Transcribe the stretch of entries below from the line with "In the photo above, where can the rectangular" through the line with "In the photo above, where can the golden", exactly and with both ends included; leave out all other lines.

:: Data items ::
════════════════

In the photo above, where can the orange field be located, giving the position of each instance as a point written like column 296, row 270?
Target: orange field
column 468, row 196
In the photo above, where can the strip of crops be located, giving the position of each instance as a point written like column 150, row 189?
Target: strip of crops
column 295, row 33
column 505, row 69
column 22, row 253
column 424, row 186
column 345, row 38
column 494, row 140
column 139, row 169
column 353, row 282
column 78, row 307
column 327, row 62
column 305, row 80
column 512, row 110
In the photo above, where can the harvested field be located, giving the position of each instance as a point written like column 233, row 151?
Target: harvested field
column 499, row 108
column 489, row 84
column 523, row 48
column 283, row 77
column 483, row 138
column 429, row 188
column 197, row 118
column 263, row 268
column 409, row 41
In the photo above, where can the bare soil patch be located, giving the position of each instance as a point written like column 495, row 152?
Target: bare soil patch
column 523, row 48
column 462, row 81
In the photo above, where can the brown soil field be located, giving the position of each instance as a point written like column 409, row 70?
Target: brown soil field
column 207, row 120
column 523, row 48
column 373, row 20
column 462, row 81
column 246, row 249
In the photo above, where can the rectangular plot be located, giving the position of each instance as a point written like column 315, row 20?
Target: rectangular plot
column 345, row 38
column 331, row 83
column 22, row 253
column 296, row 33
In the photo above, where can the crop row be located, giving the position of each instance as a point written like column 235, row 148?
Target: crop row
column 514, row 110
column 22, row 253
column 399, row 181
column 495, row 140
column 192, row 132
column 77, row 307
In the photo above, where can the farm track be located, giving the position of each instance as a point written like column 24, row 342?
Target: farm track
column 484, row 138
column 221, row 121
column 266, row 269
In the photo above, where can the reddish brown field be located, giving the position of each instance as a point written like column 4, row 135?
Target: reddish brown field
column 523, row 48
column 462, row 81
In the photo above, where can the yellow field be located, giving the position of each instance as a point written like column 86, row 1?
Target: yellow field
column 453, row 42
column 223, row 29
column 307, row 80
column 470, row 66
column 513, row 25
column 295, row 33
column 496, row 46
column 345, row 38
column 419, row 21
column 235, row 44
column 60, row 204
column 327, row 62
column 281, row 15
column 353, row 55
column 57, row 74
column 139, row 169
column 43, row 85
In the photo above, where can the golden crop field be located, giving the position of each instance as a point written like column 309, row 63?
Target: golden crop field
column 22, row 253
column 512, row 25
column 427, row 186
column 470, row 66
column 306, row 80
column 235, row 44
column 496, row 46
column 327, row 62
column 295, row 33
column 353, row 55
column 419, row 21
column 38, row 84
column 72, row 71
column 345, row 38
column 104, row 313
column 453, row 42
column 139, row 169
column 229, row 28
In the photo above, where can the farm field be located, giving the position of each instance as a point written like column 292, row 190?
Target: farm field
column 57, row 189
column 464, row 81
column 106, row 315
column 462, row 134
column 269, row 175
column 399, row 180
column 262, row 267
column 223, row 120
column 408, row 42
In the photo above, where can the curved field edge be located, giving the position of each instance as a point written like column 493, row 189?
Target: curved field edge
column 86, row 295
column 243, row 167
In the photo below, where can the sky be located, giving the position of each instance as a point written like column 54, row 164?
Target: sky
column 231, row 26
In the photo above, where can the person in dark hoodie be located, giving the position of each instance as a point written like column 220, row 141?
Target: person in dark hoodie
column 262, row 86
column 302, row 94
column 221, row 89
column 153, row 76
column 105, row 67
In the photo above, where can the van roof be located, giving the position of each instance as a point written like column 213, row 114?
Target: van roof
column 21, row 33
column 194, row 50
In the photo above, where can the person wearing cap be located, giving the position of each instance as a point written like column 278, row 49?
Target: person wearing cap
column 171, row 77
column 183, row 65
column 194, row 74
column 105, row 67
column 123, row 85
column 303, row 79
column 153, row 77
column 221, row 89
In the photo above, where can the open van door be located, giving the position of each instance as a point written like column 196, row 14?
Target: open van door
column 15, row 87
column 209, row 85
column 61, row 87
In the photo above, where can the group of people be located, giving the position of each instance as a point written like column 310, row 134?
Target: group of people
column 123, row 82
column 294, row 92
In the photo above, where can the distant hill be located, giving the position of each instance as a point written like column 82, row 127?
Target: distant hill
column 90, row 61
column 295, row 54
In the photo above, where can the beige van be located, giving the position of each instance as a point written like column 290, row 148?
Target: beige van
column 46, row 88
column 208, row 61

════════════════

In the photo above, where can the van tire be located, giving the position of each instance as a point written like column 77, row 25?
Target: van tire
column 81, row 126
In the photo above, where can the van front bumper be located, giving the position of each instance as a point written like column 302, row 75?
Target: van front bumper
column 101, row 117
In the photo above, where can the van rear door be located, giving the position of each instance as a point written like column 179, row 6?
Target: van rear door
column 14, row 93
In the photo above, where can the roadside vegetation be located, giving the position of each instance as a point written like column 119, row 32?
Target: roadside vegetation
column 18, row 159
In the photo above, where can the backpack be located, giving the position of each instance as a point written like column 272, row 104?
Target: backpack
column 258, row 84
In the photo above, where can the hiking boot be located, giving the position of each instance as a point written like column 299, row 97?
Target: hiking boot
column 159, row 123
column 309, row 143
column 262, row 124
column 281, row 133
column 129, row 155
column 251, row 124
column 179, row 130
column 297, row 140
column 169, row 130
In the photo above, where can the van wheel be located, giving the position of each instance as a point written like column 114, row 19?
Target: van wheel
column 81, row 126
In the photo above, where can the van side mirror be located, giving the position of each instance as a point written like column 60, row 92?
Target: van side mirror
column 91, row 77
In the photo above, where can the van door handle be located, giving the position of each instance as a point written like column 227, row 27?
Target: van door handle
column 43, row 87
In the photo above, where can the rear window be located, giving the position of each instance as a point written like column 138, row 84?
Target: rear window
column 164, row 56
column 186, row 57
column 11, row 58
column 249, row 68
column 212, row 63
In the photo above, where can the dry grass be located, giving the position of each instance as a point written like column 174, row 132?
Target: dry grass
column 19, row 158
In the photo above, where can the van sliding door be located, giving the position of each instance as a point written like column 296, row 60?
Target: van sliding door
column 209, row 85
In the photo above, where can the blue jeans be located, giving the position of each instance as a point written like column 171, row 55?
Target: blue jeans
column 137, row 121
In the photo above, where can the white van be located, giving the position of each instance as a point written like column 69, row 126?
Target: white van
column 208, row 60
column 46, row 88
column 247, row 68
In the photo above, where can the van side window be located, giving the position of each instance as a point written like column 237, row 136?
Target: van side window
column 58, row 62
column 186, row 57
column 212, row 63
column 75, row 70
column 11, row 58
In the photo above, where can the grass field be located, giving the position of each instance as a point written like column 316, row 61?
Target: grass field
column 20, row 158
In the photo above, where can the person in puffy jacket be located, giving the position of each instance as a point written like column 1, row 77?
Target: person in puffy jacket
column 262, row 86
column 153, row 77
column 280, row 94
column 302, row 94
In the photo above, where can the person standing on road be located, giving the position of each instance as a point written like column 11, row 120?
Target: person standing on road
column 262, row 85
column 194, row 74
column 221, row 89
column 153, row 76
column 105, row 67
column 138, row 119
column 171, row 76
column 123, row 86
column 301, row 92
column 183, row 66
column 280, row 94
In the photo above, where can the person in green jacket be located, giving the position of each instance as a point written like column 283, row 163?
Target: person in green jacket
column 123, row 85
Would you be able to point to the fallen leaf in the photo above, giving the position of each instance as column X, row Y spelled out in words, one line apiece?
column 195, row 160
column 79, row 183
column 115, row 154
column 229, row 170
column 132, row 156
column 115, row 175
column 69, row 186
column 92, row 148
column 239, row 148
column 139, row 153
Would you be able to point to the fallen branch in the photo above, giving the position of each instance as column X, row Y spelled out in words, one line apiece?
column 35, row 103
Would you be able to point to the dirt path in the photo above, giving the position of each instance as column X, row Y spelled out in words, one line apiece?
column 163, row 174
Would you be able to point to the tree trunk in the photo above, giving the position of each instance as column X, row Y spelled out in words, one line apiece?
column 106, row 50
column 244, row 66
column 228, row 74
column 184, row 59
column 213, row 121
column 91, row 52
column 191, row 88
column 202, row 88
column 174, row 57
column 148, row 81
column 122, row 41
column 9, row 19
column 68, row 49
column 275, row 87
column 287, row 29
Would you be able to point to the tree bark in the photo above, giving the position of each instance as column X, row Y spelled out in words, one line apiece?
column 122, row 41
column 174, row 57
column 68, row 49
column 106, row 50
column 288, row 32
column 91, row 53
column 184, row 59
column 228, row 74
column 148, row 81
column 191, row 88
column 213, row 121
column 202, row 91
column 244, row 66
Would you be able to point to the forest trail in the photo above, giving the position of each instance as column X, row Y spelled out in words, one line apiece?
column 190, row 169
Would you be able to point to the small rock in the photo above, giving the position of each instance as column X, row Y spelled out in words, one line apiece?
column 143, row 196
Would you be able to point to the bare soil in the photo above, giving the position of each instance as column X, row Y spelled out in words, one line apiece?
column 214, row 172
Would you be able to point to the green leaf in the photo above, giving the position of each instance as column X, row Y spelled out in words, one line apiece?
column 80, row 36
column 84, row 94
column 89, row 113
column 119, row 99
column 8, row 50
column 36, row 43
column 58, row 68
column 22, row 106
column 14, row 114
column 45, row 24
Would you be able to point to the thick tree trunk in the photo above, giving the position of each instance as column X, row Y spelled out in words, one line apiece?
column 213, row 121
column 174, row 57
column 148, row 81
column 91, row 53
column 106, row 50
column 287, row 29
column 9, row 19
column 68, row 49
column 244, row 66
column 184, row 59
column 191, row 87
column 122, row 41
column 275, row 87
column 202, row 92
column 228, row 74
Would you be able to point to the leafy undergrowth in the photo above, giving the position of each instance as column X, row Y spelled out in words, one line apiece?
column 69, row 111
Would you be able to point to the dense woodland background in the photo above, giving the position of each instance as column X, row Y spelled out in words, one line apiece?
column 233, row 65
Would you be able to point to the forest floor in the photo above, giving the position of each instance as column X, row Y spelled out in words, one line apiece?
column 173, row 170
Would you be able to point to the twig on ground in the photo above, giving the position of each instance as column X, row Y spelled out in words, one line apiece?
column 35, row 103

════════════════

:: RESPONSE TO THIS TASK ::
In the photo above, where can the rectangular plot be located, giving the position of each instance as a point written like column 315, row 20?
Target: rectangular plot
column 345, row 38
column 331, row 83
column 22, row 253
column 296, row 33
In the photo above, where can the crop row be located, giving the position of each instance as a point written like column 235, row 148?
Target: crop row
column 514, row 110
column 22, row 253
column 399, row 181
column 495, row 140
column 192, row 132
column 77, row 307
In the photo above, where can the farm track be located, giving the position of each instance as a point written like column 24, row 342?
Target: farm track
column 484, row 138
column 221, row 121
column 266, row 269
In the photo above, where can the reddish brown field be located, giving the position of each instance as a point written like column 4, row 135?
Target: reddish brown field
column 523, row 48
column 462, row 81
In the photo above, where can the yellow field be located, giving the position of each instance as a point written like column 86, row 1?
Target: yellow field
column 453, row 42
column 223, row 29
column 307, row 80
column 470, row 66
column 513, row 25
column 295, row 33
column 496, row 46
column 345, row 38
column 419, row 21
column 235, row 44
column 60, row 204
column 327, row 62
column 281, row 15
column 353, row 55
column 57, row 74
column 139, row 169
column 43, row 85
In the photo above, where can the golden crop field be located, giving the position of each instance as a point written like column 309, row 63?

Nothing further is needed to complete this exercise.